WRITTEN TASK A:
In the article on electricity deregulation, transcribe the passage starting at "Pennsylvania-Jersey-Maryland Interconnections LLC (PJM) is" and ending at "June 30, 1998.".
WRITTEN TASK B:
According to the article on electricity deregulation, when did Pennsylvania-Jersey-Maryland Interconnections LLC begin independent operations?
WRITTEN TASK C:
Resume the article on electricity deregulation from where it stops.

Learning the trade
California has been down the road of deregulation, retail competition and subsequent implementation of a trading system. With EU countries being forced to open up their markets to competition, a look at the Californian experience could be useful to those countries looking at setting up trading systems of their own.
Dr Farrokh Albuyeh,
ABB Energy Information Systems,
Santa Clara, California, USA
With a few exceptions, most states in the US have started the deregulation process. A key to whether these states will successfully operate a fully deregulated market depends on how well the necessary electricity trading markets are implemented and operated. In the US, California has led the way in setting up a competitive market. Both the California Independent System Operator (ISO) and the Power Exchange (PX) started operation in March of 1998, three months behind the originally mandated schedule. And although implementation of the ISO and the PX in such a short schedule was a monumental task, both systems have been operating successfully for over a year now.
So far, much of the focus of deregulation has been on the creation of grid operators. The market operators (see box) such as PXs seem to have taken a back seat. In a number of regions, the functions of the PX is performed by the grid operator. Two such examples are the New York ISO and Pennsylvania-Jersey-Maryland (PJM).
Currently there are only four ISOs in various stages of operation in the US. These are: California Independent System Operator (CAISO); Pennsylvania-Jersey-Maryland Interconnections LLC (PJM); ISO New England, Inc. (ISO NE); and the New York ISO (NY ISO).
Of these, CAISO is in the forefront. CAISO started operation in March 1998 as a system operator and a market operator for ancillary services. It is one of only two fully functional ISOs operational in the US today. The structure of the CAISO was developed from scratch with the first employees hired in May 1997.
Pennsylvania-Jersey-Maryland Interconnections LLC (PJM) is the other fully functional ISO in the US. It started life as a pool operator in the 1970s. PJM began independent operations in April of 1997.
ISO New England, Inc. (ISO NE) is yet to operate any real markets. Energy and Ancillary Services markets are scheduled to start operation in the first quarter of 1999.
The New York ISO (NY ISO) is being implemented in phases. The Federal Energy Regulatory Commission (FERC) issued the order conditionally authorizing the establishment of the NYISO on June 30, 1998.

DATASET ROWS:
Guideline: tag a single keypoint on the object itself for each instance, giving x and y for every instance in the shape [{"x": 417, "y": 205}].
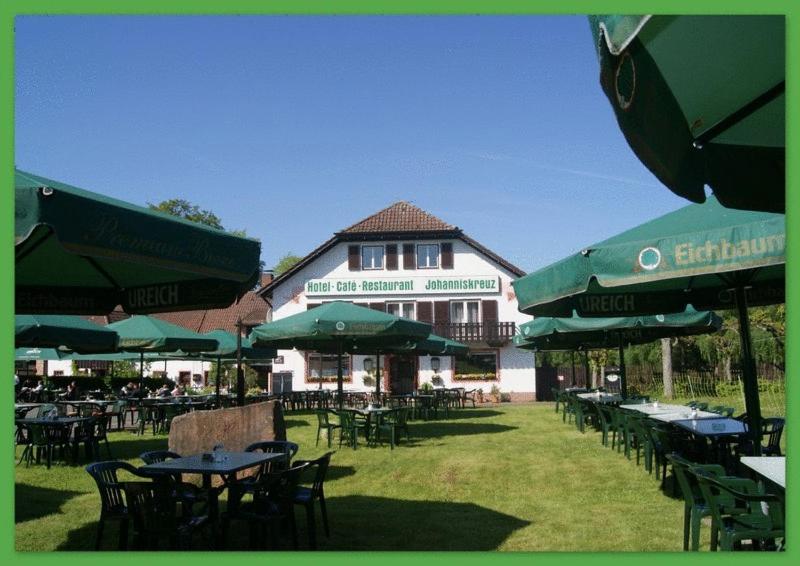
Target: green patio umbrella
[
  {"x": 62, "y": 331},
  {"x": 79, "y": 252},
  {"x": 703, "y": 255},
  {"x": 226, "y": 350},
  {"x": 338, "y": 327},
  {"x": 148, "y": 334},
  {"x": 701, "y": 101},
  {"x": 575, "y": 333},
  {"x": 431, "y": 345}
]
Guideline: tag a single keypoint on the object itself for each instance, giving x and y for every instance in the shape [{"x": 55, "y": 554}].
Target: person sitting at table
[{"x": 72, "y": 392}]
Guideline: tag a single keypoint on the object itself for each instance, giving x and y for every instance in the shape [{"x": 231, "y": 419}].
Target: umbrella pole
[
  {"x": 378, "y": 376},
  {"x": 622, "y": 377},
  {"x": 752, "y": 403},
  {"x": 219, "y": 365},
  {"x": 339, "y": 377},
  {"x": 572, "y": 359},
  {"x": 239, "y": 372},
  {"x": 586, "y": 369}
]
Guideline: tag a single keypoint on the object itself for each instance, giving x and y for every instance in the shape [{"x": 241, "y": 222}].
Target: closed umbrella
[
  {"x": 147, "y": 334},
  {"x": 62, "y": 331},
  {"x": 702, "y": 255},
  {"x": 79, "y": 252},
  {"x": 701, "y": 101},
  {"x": 338, "y": 327},
  {"x": 575, "y": 333}
]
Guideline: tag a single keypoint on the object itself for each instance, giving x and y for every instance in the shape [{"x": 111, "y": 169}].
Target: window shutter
[
  {"x": 425, "y": 311},
  {"x": 354, "y": 258},
  {"x": 441, "y": 318},
  {"x": 391, "y": 257},
  {"x": 489, "y": 310},
  {"x": 447, "y": 255},
  {"x": 409, "y": 257}
]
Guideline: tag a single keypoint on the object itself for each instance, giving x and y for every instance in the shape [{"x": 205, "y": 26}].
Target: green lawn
[{"x": 497, "y": 477}]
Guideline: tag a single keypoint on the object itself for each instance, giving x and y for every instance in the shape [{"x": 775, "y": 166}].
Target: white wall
[{"x": 516, "y": 372}]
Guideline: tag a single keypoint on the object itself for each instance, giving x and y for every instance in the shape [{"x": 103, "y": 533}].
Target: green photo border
[{"x": 10, "y": 8}]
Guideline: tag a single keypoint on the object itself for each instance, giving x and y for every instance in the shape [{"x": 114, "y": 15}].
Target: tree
[
  {"x": 184, "y": 209},
  {"x": 285, "y": 263}
]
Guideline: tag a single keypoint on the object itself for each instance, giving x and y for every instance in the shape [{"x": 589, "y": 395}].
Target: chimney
[{"x": 266, "y": 278}]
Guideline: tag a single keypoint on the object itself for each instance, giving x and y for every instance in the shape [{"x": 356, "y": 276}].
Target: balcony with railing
[{"x": 494, "y": 334}]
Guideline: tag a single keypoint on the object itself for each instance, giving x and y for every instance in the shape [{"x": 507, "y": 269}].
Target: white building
[{"x": 407, "y": 262}]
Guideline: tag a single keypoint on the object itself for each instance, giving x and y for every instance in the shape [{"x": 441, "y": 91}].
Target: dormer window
[
  {"x": 372, "y": 257},
  {"x": 427, "y": 256}
]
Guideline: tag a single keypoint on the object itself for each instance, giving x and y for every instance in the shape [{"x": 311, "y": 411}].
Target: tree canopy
[{"x": 185, "y": 209}]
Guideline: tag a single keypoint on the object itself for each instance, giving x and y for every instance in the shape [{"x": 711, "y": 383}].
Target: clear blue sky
[{"x": 295, "y": 127}]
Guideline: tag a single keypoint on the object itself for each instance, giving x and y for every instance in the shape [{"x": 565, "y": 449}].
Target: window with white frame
[
  {"x": 406, "y": 310},
  {"x": 477, "y": 366},
  {"x": 465, "y": 311},
  {"x": 371, "y": 257},
  {"x": 427, "y": 256},
  {"x": 324, "y": 367}
]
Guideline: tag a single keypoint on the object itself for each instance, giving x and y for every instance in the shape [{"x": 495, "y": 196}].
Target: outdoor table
[
  {"x": 772, "y": 468},
  {"x": 27, "y": 406},
  {"x": 719, "y": 431},
  {"x": 228, "y": 465},
  {"x": 59, "y": 421},
  {"x": 652, "y": 409},
  {"x": 683, "y": 415},
  {"x": 422, "y": 402},
  {"x": 602, "y": 398}
]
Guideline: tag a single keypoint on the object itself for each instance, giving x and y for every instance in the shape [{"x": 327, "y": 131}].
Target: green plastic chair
[
  {"x": 605, "y": 419},
  {"x": 695, "y": 505},
  {"x": 556, "y": 392},
  {"x": 324, "y": 423},
  {"x": 741, "y": 511},
  {"x": 350, "y": 428}
]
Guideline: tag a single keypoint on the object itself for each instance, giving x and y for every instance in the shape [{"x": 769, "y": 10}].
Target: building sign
[{"x": 476, "y": 284}]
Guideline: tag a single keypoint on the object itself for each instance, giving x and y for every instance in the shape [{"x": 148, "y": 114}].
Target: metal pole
[
  {"x": 572, "y": 359},
  {"x": 339, "y": 375},
  {"x": 586, "y": 369},
  {"x": 239, "y": 372},
  {"x": 378, "y": 375},
  {"x": 219, "y": 367},
  {"x": 623, "y": 379},
  {"x": 752, "y": 402}
]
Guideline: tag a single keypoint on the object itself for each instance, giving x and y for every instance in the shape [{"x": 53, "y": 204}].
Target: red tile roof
[{"x": 400, "y": 217}]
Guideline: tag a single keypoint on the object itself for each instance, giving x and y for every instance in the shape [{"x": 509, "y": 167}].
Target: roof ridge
[{"x": 400, "y": 216}]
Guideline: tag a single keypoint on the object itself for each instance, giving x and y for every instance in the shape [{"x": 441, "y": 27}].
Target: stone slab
[{"x": 234, "y": 427}]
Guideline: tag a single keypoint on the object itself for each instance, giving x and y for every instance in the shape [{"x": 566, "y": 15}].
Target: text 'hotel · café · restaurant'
[{"x": 407, "y": 262}]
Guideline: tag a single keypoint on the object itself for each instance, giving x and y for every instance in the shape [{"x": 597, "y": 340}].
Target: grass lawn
[{"x": 497, "y": 477}]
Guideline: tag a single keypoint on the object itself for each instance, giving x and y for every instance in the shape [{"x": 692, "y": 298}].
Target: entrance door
[{"x": 402, "y": 371}]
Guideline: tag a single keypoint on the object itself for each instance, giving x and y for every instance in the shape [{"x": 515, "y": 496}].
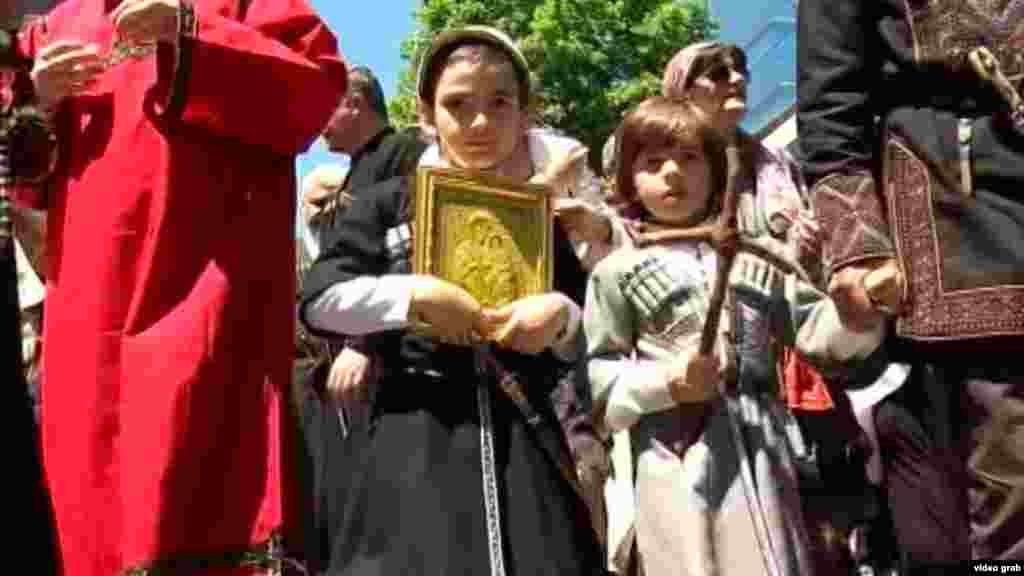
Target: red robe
[{"x": 170, "y": 292}]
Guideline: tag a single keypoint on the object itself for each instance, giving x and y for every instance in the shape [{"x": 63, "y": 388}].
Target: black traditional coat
[
  {"x": 407, "y": 494},
  {"x": 909, "y": 154}
]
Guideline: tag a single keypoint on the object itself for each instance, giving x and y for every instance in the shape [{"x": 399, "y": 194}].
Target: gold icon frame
[{"x": 491, "y": 235}]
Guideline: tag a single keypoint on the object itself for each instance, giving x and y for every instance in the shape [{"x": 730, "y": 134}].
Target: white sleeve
[{"x": 363, "y": 305}]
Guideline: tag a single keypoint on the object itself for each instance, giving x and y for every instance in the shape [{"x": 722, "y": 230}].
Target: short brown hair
[{"x": 658, "y": 122}]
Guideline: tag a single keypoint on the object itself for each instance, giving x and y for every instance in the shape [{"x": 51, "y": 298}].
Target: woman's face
[
  {"x": 673, "y": 182},
  {"x": 721, "y": 92},
  {"x": 477, "y": 113}
]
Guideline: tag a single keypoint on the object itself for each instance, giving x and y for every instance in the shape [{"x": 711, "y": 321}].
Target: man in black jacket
[
  {"x": 360, "y": 129},
  {"x": 912, "y": 132}
]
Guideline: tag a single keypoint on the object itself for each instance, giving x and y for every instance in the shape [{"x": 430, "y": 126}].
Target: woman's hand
[
  {"x": 528, "y": 325},
  {"x": 65, "y": 69},
  {"x": 583, "y": 220},
  {"x": 694, "y": 378},
  {"x": 562, "y": 171},
  {"x": 865, "y": 292},
  {"x": 348, "y": 379},
  {"x": 450, "y": 312},
  {"x": 143, "y": 22}
]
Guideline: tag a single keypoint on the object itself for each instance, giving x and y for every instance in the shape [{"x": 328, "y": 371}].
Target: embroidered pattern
[
  {"x": 944, "y": 31},
  {"x": 933, "y": 312},
  {"x": 850, "y": 212}
]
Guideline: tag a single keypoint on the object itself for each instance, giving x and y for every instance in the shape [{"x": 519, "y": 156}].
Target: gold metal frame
[{"x": 491, "y": 235}]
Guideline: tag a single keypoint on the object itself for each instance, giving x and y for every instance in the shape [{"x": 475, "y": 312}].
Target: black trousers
[{"x": 952, "y": 447}]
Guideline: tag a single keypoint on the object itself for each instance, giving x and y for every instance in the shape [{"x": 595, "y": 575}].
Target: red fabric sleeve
[{"x": 269, "y": 77}]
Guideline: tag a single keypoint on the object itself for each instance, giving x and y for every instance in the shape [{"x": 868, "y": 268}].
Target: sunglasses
[{"x": 722, "y": 72}]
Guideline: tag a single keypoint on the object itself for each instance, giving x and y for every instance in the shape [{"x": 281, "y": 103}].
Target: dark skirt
[{"x": 403, "y": 492}]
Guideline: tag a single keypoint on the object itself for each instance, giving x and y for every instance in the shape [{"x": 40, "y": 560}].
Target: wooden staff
[{"x": 723, "y": 237}]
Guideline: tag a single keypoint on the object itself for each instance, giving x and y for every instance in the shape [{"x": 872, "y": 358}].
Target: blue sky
[{"x": 369, "y": 34}]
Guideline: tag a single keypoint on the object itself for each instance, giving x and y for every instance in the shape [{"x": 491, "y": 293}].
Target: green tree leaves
[{"x": 592, "y": 59}]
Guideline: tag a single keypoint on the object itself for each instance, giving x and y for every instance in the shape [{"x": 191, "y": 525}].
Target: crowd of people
[{"x": 750, "y": 362}]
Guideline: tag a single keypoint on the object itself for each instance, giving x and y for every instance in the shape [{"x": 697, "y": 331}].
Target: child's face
[
  {"x": 673, "y": 182},
  {"x": 477, "y": 113}
]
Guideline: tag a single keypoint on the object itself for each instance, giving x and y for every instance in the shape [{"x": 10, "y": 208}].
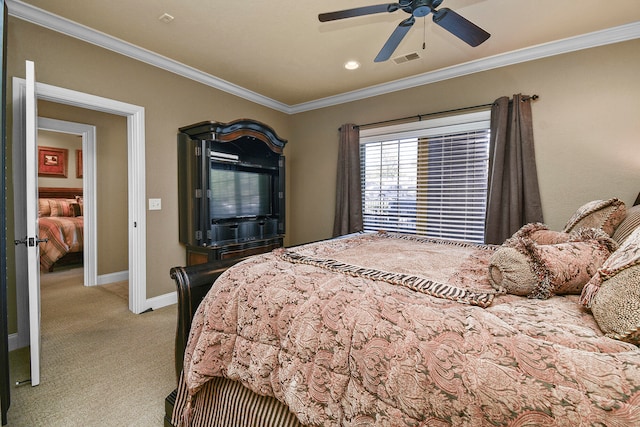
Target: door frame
[
  {"x": 90, "y": 232},
  {"x": 136, "y": 179}
]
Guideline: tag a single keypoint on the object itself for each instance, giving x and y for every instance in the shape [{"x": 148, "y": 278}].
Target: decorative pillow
[
  {"x": 613, "y": 293},
  {"x": 61, "y": 207},
  {"x": 44, "y": 209},
  {"x": 522, "y": 267},
  {"x": 603, "y": 214},
  {"x": 628, "y": 224},
  {"x": 539, "y": 233},
  {"x": 80, "y": 201}
]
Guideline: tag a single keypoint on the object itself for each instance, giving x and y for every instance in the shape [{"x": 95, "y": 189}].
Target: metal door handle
[{"x": 30, "y": 241}]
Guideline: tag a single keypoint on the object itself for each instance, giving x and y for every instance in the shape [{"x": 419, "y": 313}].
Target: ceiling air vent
[{"x": 406, "y": 58}]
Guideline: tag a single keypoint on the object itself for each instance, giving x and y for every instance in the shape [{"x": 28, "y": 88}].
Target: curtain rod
[{"x": 419, "y": 117}]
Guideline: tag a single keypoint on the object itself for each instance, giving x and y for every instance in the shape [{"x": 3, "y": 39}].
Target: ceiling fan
[{"x": 460, "y": 27}]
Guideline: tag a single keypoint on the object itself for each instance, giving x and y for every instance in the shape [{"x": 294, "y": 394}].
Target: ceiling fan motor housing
[{"x": 420, "y": 8}]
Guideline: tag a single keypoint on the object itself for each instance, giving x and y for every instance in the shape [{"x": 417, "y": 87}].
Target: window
[{"x": 427, "y": 178}]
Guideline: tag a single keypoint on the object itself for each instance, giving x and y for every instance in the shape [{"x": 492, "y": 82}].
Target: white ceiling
[{"x": 278, "y": 52}]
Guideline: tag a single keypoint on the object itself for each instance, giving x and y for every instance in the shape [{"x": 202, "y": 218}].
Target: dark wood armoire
[{"x": 231, "y": 190}]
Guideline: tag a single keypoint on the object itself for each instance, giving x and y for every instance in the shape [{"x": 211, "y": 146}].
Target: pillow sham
[
  {"x": 44, "y": 209},
  {"x": 539, "y": 233},
  {"x": 62, "y": 207},
  {"x": 603, "y": 214},
  {"x": 628, "y": 224},
  {"x": 522, "y": 267},
  {"x": 613, "y": 293}
]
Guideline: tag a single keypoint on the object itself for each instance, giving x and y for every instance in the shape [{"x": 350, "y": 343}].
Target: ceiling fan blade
[
  {"x": 394, "y": 40},
  {"x": 460, "y": 27},
  {"x": 358, "y": 11}
]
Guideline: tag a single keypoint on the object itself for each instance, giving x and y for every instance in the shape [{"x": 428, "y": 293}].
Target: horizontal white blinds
[{"x": 434, "y": 186}]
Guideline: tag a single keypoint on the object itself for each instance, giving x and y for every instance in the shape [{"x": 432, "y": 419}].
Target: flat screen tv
[{"x": 240, "y": 194}]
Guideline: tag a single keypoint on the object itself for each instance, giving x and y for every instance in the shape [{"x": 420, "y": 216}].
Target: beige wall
[
  {"x": 170, "y": 102},
  {"x": 586, "y": 127},
  {"x": 585, "y": 124}
]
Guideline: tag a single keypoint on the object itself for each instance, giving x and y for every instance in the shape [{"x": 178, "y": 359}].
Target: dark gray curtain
[
  {"x": 348, "y": 214},
  {"x": 514, "y": 197}
]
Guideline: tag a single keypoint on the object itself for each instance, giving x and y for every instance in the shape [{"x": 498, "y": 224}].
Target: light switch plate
[{"x": 155, "y": 204}]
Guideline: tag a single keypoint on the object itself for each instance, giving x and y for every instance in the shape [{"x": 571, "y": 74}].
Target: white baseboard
[{"x": 162, "y": 300}]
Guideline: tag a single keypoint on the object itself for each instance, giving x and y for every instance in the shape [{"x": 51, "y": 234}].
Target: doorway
[
  {"x": 88, "y": 184},
  {"x": 136, "y": 186}
]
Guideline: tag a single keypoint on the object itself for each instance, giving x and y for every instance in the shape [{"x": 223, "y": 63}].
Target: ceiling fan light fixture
[{"x": 352, "y": 65}]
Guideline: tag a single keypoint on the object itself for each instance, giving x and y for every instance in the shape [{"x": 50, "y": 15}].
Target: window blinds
[{"x": 433, "y": 183}]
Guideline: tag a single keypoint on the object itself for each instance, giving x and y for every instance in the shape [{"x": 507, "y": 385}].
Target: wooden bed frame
[
  {"x": 63, "y": 193},
  {"x": 59, "y": 192},
  {"x": 192, "y": 285}
]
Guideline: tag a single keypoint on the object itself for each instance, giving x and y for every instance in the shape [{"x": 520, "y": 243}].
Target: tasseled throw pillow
[
  {"x": 613, "y": 294},
  {"x": 603, "y": 214},
  {"x": 522, "y": 267}
]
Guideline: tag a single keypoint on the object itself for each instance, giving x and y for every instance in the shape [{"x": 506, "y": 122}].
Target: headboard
[{"x": 59, "y": 193}]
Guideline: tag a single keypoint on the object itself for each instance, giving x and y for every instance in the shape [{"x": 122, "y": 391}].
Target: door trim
[
  {"x": 88, "y": 134},
  {"x": 136, "y": 175}
]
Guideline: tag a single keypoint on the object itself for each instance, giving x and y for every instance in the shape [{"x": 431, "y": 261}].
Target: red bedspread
[
  {"x": 65, "y": 235},
  {"x": 336, "y": 332}
]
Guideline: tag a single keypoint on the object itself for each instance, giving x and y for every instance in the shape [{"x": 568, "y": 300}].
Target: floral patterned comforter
[{"x": 328, "y": 333}]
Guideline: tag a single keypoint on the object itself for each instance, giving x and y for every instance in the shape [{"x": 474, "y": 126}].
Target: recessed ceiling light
[{"x": 352, "y": 65}]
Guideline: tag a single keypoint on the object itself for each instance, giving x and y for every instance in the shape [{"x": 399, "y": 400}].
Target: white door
[{"x": 33, "y": 251}]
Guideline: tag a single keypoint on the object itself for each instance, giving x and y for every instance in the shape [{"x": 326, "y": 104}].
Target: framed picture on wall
[
  {"x": 52, "y": 162},
  {"x": 78, "y": 163}
]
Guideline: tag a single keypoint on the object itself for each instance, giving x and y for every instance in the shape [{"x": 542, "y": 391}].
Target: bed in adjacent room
[
  {"x": 61, "y": 223},
  {"x": 399, "y": 330}
]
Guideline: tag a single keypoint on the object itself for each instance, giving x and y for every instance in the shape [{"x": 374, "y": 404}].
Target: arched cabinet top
[{"x": 237, "y": 129}]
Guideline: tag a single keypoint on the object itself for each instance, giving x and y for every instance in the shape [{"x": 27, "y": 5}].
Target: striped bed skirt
[{"x": 223, "y": 403}]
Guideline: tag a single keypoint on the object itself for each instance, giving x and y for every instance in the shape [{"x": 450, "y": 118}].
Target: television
[{"x": 240, "y": 193}]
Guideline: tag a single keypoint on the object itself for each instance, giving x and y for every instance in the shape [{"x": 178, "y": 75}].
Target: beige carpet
[{"x": 101, "y": 364}]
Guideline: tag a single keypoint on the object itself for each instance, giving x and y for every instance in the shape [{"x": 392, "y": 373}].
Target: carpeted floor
[{"x": 101, "y": 365}]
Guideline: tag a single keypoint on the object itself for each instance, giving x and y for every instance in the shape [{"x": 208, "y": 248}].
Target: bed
[
  {"x": 61, "y": 224},
  {"x": 399, "y": 330}
]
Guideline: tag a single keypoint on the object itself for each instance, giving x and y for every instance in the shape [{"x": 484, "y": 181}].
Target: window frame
[{"x": 436, "y": 127}]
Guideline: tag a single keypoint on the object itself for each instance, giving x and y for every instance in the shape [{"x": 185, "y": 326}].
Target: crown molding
[
  {"x": 53, "y": 22},
  {"x": 572, "y": 44},
  {"x": 70, "y": 28}
]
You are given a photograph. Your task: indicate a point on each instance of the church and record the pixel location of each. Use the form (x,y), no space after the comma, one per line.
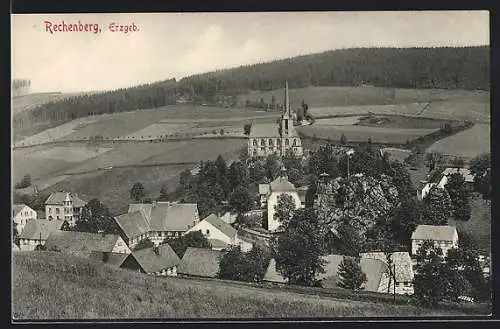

WRITTEN ANSWER A:
Pennsylvania-Jersey-Maryland Interconnections LLC (PJM) is the other fully functional ISO in the US. It started life as a pool operator in the 1970s. PJM began independent operations in April of 1997.
ISO New England, Inc. (ISO NE) is yet to operate any real markets. Energy and Ancillary Services markets are scheduled to start operation in the first quarter of 1999.
The New York ISO (NY ISO) is being implemented in phases. The Federal Energy Regulatory Commission (FERC) issued the order conditionally authorizing the establishment of the NYISO on June 30, 1998.

WRITTEN ANSWER B:
April of 1997.

WRITTEN ANSWER C:
Deregulation of the electric power industry in the state of California started in December 1995. Prior to deregulation, the electric power industry in the state of California was characterized by three large investor-owned, and vertically integrated utilities, Pacific Gas and Electric, Southern California Edison, and San Diego Gas and Electric; and a number of municipalities, and independent power producers (IPPs).
The transmission owners were obligated to purchase the output of the IPPs at their own replacement costs. The energy consumers were served by the utilities that serviced their respective geographic areas. The generation facilities include a mix of resources. However, the transmission facilities presented several transmission bottlenecks.
Figure 2 shows an overview of the new electricity market structure. In the California market the PX and the Scheduling Coordinators (SC) create the spot market for electric energy. All energy supply and demand in the system must be bid through the PX or the SCs. There is a requirement that, for the first five years of operation, the generation owned by the existing three investor-owned utilities (Pacific gas & Electric, Southern California Edison, and San Diego Gas & Electric) can only be bid through the Power Exchange. The PX and the SCs must submit balanced portfolios for energy to the ISO.
A balanced portfolio for energy includes schedules for generation, load, imports, exports, and trades of energy with other SCs. Losses are accounted for in the generation schedules. The SCs and the PX determine the amount of losses using the so-called `generator meter multipliers` (GMM) that are similar to traditional generator penalty factors and are calculated and published ahead of time by the ISO.
The ISO market participants (MP) may choose to self-provide for the ancillary services that are required to support their energy schedules. They may also opt for the ISO to procure the required ancillary services on their behalf.
The ISO creates a market for ancillary services. It first determines the requirements for additional ancillary services beyond those already provided by the PX and the SCs as self provision, and it then selects and prices the most economical services from the bids submitted by the SCs.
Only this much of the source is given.